Excerpted passage -
>> start

Introducing the Data and Problem 📁

The gender pay gap is still a common issue today, with women often earning less than men for similar work. It's a topic worth exploring, as it raises important questions about fairness and equality in the workplace. Analyzing this issue can reveal interesting insights into how salaries are structured and possibly (hopefully!) where improvements can be made.

I've searched for some public data which that would be reliable and available for analysis. After some research I came across the Employee Salaries - 2023 of Montgomery County of Maryland. As stated on the official government website, the dataset contains annual salary information including gross pay and overtime pay for all active, permanent employees of Montgomery County, MD paid in calendar year 2023. The file looked great so I've started my adventure right away! I've loaded the CSV file via Power Query and did a quick check of the dataset. The file was in great condition, nothing messy (no blanks, invalid formats etc.) just removed some duplicates (617). After a quick data cleanup, the set of 9,675 records was loaded to Excel spreadsheet.

>> end

Stated exercise 1 - Repeat the lines of the listing word for word, starting at the line that contains "out the green" and ending with the final line of the listing.

(Dataset records)
>> start

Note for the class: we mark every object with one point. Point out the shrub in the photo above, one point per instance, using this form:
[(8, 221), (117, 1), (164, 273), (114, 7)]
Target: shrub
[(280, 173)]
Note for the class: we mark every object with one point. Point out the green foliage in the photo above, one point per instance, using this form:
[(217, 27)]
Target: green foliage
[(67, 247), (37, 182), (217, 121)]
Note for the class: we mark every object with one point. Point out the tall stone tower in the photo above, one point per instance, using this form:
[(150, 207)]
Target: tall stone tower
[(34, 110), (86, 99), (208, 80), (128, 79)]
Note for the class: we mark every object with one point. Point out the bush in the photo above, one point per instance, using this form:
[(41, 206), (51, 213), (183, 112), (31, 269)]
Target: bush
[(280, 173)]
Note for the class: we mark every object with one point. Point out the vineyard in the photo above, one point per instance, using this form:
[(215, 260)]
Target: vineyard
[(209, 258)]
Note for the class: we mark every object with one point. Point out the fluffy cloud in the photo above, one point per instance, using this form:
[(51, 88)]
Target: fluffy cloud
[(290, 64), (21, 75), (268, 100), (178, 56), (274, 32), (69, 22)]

>> end

Stated exercise 2 -
Answer these questions using the excerpt on the gender pay gap:
(a) Who, according to the excerpt, often earns less than men for similar work?
(b) Which tool was used to load the CSV file?
(c) How many duplicates were removed during cleanup?

Reply 1 -
Note for the class: we mark every object with one point. Point out the green foliage in the photo above, one point per instance, using this form:
[(217, 27)]
Target: green foliage
[(67, 247), (37, 182), (217, 121)]
Note for the class: we mark every object with one point. Point out the tall stone tower in the photo above, one point per instance, using this form:
[(150, 207)]
Target: tall stone tower
[(34, 110), (86, 99), (208, 80), (128, 79)]
Note for the class: we mark every object with one point. Point out the bush in the photo above, one point per instance, using this form:
[(41, 206), (51, 213), (183, 112), (31, 269)]
Target: bush
[(280, 173)]
Note for the class: we mark every object with one point. Point out the vineyard in the photo above, one point per instance, using this form:
[(215, 260)]
Target: vineyard
[(209, 258)]
Note for the class: we mark every object with one point. Point out the fluffy cloud in the photo above, one point per instance, using this form:
[(51, 88)]
Target: fluffy cloud
[(290, 64), (21, 75), (268, 100), (178, 56), (274, 32), (69, 22)]

Reply 2 -
(a) Women.
(b) Power Query.
(c) 617.